(Excerpts of annotation records)
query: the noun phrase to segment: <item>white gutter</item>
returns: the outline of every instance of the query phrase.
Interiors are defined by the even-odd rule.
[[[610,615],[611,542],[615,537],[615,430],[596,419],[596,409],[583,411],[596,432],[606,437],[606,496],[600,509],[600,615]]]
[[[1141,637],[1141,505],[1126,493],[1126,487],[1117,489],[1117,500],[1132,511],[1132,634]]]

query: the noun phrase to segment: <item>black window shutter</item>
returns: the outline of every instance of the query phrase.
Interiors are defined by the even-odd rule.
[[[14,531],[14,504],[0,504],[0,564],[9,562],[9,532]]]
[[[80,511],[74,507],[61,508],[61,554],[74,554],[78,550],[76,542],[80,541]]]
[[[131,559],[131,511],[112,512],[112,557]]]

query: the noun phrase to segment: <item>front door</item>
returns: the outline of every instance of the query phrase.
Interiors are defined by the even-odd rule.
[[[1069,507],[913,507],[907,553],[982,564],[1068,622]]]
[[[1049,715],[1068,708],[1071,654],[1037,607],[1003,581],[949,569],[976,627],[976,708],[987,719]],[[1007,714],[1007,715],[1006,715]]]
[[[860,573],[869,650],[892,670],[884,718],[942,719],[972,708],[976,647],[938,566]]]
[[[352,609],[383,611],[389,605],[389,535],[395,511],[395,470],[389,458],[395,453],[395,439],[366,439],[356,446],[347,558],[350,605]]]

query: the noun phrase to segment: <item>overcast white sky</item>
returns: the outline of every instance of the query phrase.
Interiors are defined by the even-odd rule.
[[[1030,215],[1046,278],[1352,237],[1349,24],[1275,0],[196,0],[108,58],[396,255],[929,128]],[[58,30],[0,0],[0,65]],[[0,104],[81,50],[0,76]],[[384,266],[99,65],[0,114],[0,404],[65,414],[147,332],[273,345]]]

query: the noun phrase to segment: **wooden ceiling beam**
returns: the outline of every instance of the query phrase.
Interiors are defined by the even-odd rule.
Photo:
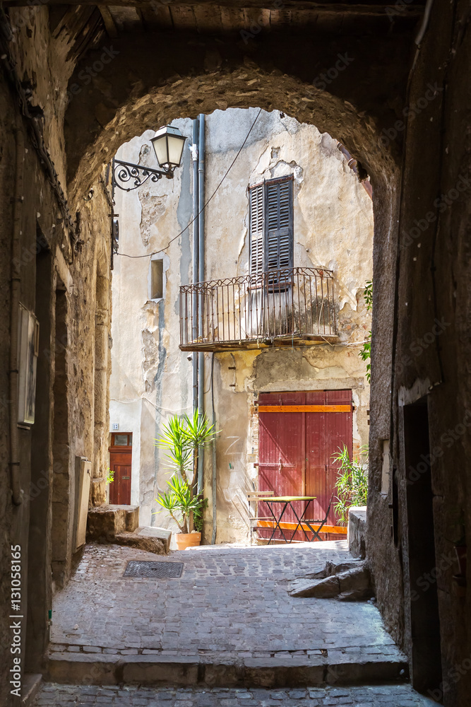
[[[4,2],[4,6],[6,7],[21,7],[30,6],[31,0],[6,0]],[[167,0],[48,0],[48,5],[96,5],[100,9],[108,8],[109,6],[115,7],[134,7],[155,8],[160,4],[165,7],[171,4],[172,8],[182,7],[189,8],[189,6],[219,6],[227,8],[242,8],[273,9],[273,0],[173,0],[171,3]],[[297,11],[311,10],[319,13],[342,13],[344,15],[365,15],[385,16],[386,10],[389,11],[388,15],[401,18],[414,18],[420,16],[424,12],[424,2],[412,2],[410,4],[398,3],[395,4],[391,0],[283,0],[283,9],[285,11],[295,10]],[[104,18],[105,19],[105,18]]]
[[[109,8],[107,5],[98,5],[98,9],[102,13],[103,22],[105,23],[105,28],[108,33],[108,36],[111,37],[112,39],[114,39],[118,36],[118,28],[114,24],[114,20]]]

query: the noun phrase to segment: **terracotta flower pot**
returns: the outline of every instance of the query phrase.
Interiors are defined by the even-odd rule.
[[[201,532],[178,532],[175,537],[179,550],[186,550],[187,547],[196,547],[201,542]]]

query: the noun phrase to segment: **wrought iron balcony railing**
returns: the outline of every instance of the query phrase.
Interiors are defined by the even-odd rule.
[[[335,337],[332,271],[295,267],[180,288],[180,349],[307,345]]]

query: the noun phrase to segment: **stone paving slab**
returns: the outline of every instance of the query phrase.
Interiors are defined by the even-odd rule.
[[[292,579],[318,571],[328,559],[349,558],[345,541],[203,546],[162,557],[183,562],[184,570],[179,578],[156,580],[123,577],[128,561],[155,561],[155,555],[90,545],[74,577],[54,597],[52,641],[59,652],[81,654],[134,649],[256,658],[284,652],[288,660],[297,651],[327,650],[353,660],[371,651],[403,660],[373,604],[288,595]]]
[[[133,688],[46,684],[34,707],[428,707],[410,685],[230,689]]]

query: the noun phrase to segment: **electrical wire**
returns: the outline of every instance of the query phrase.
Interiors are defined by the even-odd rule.
[[[177,235],[174,236],[174,238],[171,240],[169,240],[168,242],[167,245],[165,246],[165,248],[160,248],[159,250],[155,250],[153,253],[147,253],[145,255],[128,255],[126,253],[119,253],[119,252],[117,252],[117,253],[115,253],[115,255],[122,255],[123,257],[125,257],[125,258],[149,258],[149,257],[151,257],[153,255],[155,255],[156,253],[161,253],[161,252],[162,252],[162,251],[167,250],[167,249],[170,247],[170,244],[173,243],[174,240],[177,240],[177,238],[179,238],[180,236],[182,235],[182,233],[184,233],[185,231],[187,230],[187,228],[189,228],[189,227],[191,226],[191,224],[193,223],[196,221],[196,219],[199,216],[200,214],[203,213],[203,211],[205,210],[205,209],[206,208],[206,206],[208,206],[208,204],[209,204],[209,202],[211,201],[211,199],[213,199],[213,197],[216,194],[216,192],[217,191],[217,189],[219,189],[219,187],[221,186],[221,185],[224,182],[225,179],[226,178],[226,177],[227,176],[227,175],[229,174],[229,173],[232,170],[232,167],[234,166],[236,160],[237,159],[237,158],[240,155],[241,152],[244,149],[245,144],[247,141],[247,140],[249,139],[249,136],[250,135],[251,132],[254,129],[254,126],[255,125],[255,124],[256,123],[257,120],[258,119],[258,117],[260,116],[260,114],[261,113],[261,112],[262,112],[262,109],[261,108],[260,110],[258,111],[258,112],[257,113],[256,116],[255,120],[254,121],[254,122],[252,123],[252,124],[251,126],[250,130],[249,131],[249,132],[247,133],[247,134],[246,136],[245,140],[244,141],[244,142],[241,145],[240,148],[239,150],[239,152],[237,153],[237,154],[235,156],[235,157],[232,160],[232,162],[231,163],[231,164],[230,164],[230,165],[229,165],[227,171],[225,174],[224,177],[222,177],[222,179],[221,180],[221,181],[219,182],[219,184],[217,185],[217,186],[216,187],[216,188],[215,189],[214,192],[213,192],[213,194],[211,194],[211,196],[209,197],[209,199],[208,199],[208,201],[206,201],[206,203],[203,205],[203,208],[200,209],[200,211],[198,212],[198,214],[194,217],[194,218],[191,219],[191,221],[189,222],[189,223],[187,226],[185,226],[185,228],[183,229],[183,230],[181,230],[179,233],[177,233]]]

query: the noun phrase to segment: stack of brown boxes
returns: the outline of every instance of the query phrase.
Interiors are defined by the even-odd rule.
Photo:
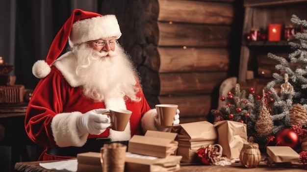
[[[25,86],[15,85],[16,76],[9,74],[14,67],[9,65],[0,56],[0,103],[17,103],[24,102]]]
[[[178,142],[176,155],[181,156],[181,162],[199,162],[196,151],[202,147],[216,143],[218,138],[215,127],[206,122],[190,123],[173,126],[171,132],[177,133]]]
[[[177,133],[147,131],[144,136],[134,135],[129,141],[125,172],[171,172],[180,170],[181,156],[175,155]],[[77,172],[102,171],[100,153],[78,154]]]

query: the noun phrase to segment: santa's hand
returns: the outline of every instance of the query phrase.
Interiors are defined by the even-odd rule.
[[[180,120],[179,120],[179,113],[180,111],[179,110],[179,109],[177,109],[176,114],[175,114],[175,116],[174,117],[174,120],[173,121],[173,125],[179,124],[180,123]],[[154,125],[157,128],[158,130],[159,131],[166,131],[166,130],[167,130],[168,128],[167,127],[163,126],[160,124],[160,122],[159,121],[159,118],[158,117],[157,113],[154,115]]]
[[[88,133],[99,135],[111,125],[111,120],[107,115],[108,109],[96,109],[89,111],[77,118],[77,126],[79,135]]]

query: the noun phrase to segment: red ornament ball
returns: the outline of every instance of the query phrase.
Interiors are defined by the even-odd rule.
[[[226,99],[225,97],[223,96],[221,96],[221,97],[220,98],[220,99],[221,100],[221,101],[224,101],[225,100],[225,99]]]
[[[254,91],[254,88],[253,87],[250,87],[250,88],[249,89],[249,90],[250,91],[250,92],[252,92],[253,91]]]
[[[228,117],[229,117],[229,119],[232,119],[233,118],[233,114],[229,114],[229,115],[228,115]]]
[[[290,128],[280,131],[275,137],[276,146],[288,146],[295,149],[300,145],[300,136]]]
[[[245,113],[245,117],[248,118],[249,117],[250,117],[250,113]]]
[[[209,158],[209,148],[202,147],[196,151],[197,156],[202,160],[205,165],[210,164],[210,158]]]
[[[241,112],[241,111],[242,111],[242,109],[239,107],[237,107],[236,110],[237,111],[237,112]]]
[[[269,98],[269,102],[272,102],[272,101],[274,101],[274,99],[273,98]]]

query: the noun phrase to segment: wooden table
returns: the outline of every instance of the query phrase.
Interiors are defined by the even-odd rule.
[[[11,159],[8,161],[12,172],[18,162],[35,160],[30,158],[26,147],[35,145],[25,129],[27,105],[27,103],[0,103],[0,146],[11,147]]]
[[[35,161],[18,162],[15,169],[19,172],[56,172],[45,169],[39,166],[41,162],[47,161]],[[48,162],[52,162],[48,161]],[[191,165],[182,164],[178,172],[266,172],[268,171],[282,172],[306,172],[303,166],[296,166],[286,164],[273,164],[268,166],[261,163],[256,168],[246,168],[240,164],[234,164],[231,166],[217,166],[214,165]]]

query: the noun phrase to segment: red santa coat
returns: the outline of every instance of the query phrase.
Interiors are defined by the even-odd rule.
[[[34,90],[26,114],[25,127],[29,138],[43,147],[81,147],[88,138],[110,137],[112,141],[126,141],[147,130],[156,130],[154,117],[141,89],[137,93],[139,102],[124,100],[120,97],[106,98],[104,102],[94,102],[82,94],[82,81],[75,74],[76,58],[71,52],[63,54],[54,63],[51,71],[41,79]],[[140,87],[138,81],[136,82]],[[98,108],[121,108],[132,112],[124,131],[107,129],[100,135],[77,133],[77,117]],[[61,159],[42,154],[40,159]]]

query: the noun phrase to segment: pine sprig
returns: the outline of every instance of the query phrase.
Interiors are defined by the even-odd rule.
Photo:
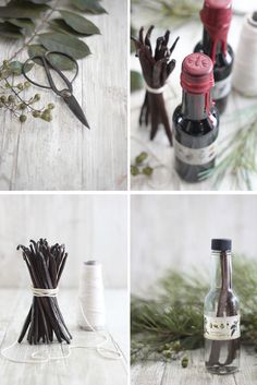
[[[257,262],[235,257],[233,282],[241,301],[242,342],[257,348]],[[180,359],[204,345],[203,310],[208,282],[195,274],[169,272],[154,299],[132,297],[132,362]]]

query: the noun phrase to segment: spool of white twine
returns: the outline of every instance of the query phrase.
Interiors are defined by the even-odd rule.
[[[77,324],[85,330],[102,330],[106,324],[101,264],[83,263],[78,288]]]
[[[257,96],[257,11],[244,19],[232,84],[245,96]]]

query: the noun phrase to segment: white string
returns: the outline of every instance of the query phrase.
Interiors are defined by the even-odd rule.
[[[103,280],[101,264],[97,261],[87,261],[83,263],[81,269],[81,279],[78,288],[79,303],[84,310],[78,306],[77,323],[78,326],[91,330],[105,328],[106,311],[103,296]],[[87,320],[87,321],[85,321]]]
[[[164,84],[162,87],[160,88],[152,88],[150,87],[146,82],[145,82],[145,87],[146,87],[146,91],[148,91],[148,93],[150,94],[162,94],[163,91],[166,89],[167,87],[167,84]]]
[[[90,265],[90,266],[93,266],[93,265]],[[95,278],[96,278],[96,276],[98,276],[98,278],[99,278],[99,265],[98,264],[95,264],[95,266],[98,266],[97,268],[91,268],[91,272],[95,274],[96,273],[96,269],[98,270],[98,273],[97,274],[93,274],[93,276],[95,276]],[[94,282],[94,281],[93,281]],[[87,290],[88,290],[88,288],[89,288],[90,286],[88,286],[88,284],[86,285],[86,286],[84,286],[84,288],[86,288]],[[93,286],[94,287],[94,286]],[[97,286],[96,286],[97,287]],[[95,288],[96,288],[95,287]],[[98,287],[99,288],[99,287]],[[58,291],[59,291],[59,289],[58,288],[56,288],[56,289],[39,289],[39,288],[34,288],[34,287],[32,287],[32,291],[33,291],[33,294],[35,296],[35,297],[57,297],[57,294],[58,294]],[[94,292],[94,290],[91,290],[90,291],[90,289],[89,289],[89,293],[93,293]],[[95,296],[93,296],[95,299],[97,298],[96,297],[96,294]],[[82,314],[82,317],[83,317],[83,321],[84,321],[84,325],[86,325],[87,326],[87,328],[89,328],[89,330],[91,330],[91,333],[95,333],[98,337],[100,337],[100,341],[99,342],[97,342],[95,346],[88,346],[88,345],[74,345],[74,346],[66,346],[68,347],[68,352],[66,352],[66,354],[62,354],[62,356],[51,356],[50,353],[49,353],[49,350],[50,350],[50,347],[51,347],[51,345],[48,345],[47,346],[47,349],[48,349],[48,351],[42,351],[42,352],[39,352],[39,351],[34,351],[34,352],[32,352],[32,354],[30,354],[30,359],[28,359],[28,360],[19,360],[19,359],[14,359],[14,358],[12,358],[12,357],[10,357],[10,356],[8,356],[7,354],[7,352],[9,351],[9,350],[11,350],[14,346],[16,346],[16,345],[19,345],[20,346],[20,344],[17,342],[17,340],[15,340],[12,345],[10,345],[10,346],[8,346],[8,347],[5,347],[5,348],[3,348],[2,350],[1,350],[1,354],[2,354],[2,357],[4,357],[7,360],[9,360],[9,361],[11,361],[11,362],[15,362],[15,363],[47,363],[47,362],[49,362],[49,361],[53,361],[53,360],[62,360],[62,359],[66,359],[66,358],[69,358],[70,356],[71,356],[71,351],[72,351],[72,349],[89,349],[89,350],[95,350],[95,351],[97,351],[97,353],[100,356],[100,357],[102,357],[103,359],[107,359],[107,360],[120,360],[120,359],[122,359],[123,358],[123,356],[122,356],[122,353],[118,350],[118,348],[117,348],[117,344],[113,344],[114,345],[114,347],[115,347],[115,349],[110,349],[110,348],[106,348],[105,347],[105,345],[107,344],[107,342],[110,342],[111,341],[111,338],[110,338],[110,336],[107,336],[107,335],[105,335],[103,333],[101,333],[101,332],[99,332],[99,330],[97,330],[96,329],[96,326],[94,326],[90,322],[89,322],[89,320],[88,320],[88,316],[86,315],[86,313],[88,313],[88,311],[89,311],[89,315],[91,316],[93,315],[93,320],[94,321],[96,321],[96,320],[99,320],[99,318],[96,318],[96,316],[99,316],[99,314],[101,314],[101,312],[102,312],[102,309],[103,308],[100,308],[99,306],[99,303],[98,303],[98,308],[97,308],[97,304],[96,304],[96,306],[94,308],[94,305],[93,305],[93,302],[91,302],[91,299],[90,299],[90,296],[86,296],[86,298],[87,298],[87,308],[85,309],[84,308],[84,303],[83,303],[83,301],[82,301],[82,299],[81,298],[78,298],[78,303],[79,303],[79,312],[81,312],[81,314]],[[84,297],[84,299],[85,299],[85,297]],[[90,299],[90,300],[89,300]],[[88,308],[88,304],[90,305],[89,308]],[[97,311],[96,311],[96,309],[97,309]],[[90,314],[90,312],[93,312],[91,314]],[[102,320],[102,318],[101,318]],[[97,326],[98,326],[98,324],[97,324]],[[102,327],[103,327],[103,325],[102,325]],[[62,346],[64,346],[63,344],[61,344]],[[45,354],[45,356],[44,356]]]
[[[257,21],[253,14],[244,19],[235,55],[233,87],[245,96],[257,96]]]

WORK REQUIRED – Copy every line character for character, from the beginning of the rows through the line containing "[[[131,559],[131,511],[112,512],[112,557]]]", including that line.

CORRECT RESPONSE –
query: the noun phrase to segment: <item>white gutter</item>
returns: the outline of every instance of the query phrase.
Interiors are defined by the even-odd rule.
[[[610,615],[611,542],[615,537],[615,430],[596,419],[596,409],[583,411],[596,432],[606,437],[606,496],[600,509],[600,615]]]
[[[1141,637],[1141,505],[1126,493],[1126,487],[1117,489],[1117,500],[1132,511],[1132,634]]]

query: the noun phrase to segment: <item>black window shutter</item>
returns: the outline of every instance of the query phrase.
Interiors are defined by the even-odd rule.
[[[14,531],[14,504],[0,504],[0,564],[9,562],[9,532]]]
[[[80,511],[74,507],[61,508],[61,554],[74,554],[78,550],[76,542],[80,541]]]
[[[131,559],[131,511],[112,512],[112,557]]]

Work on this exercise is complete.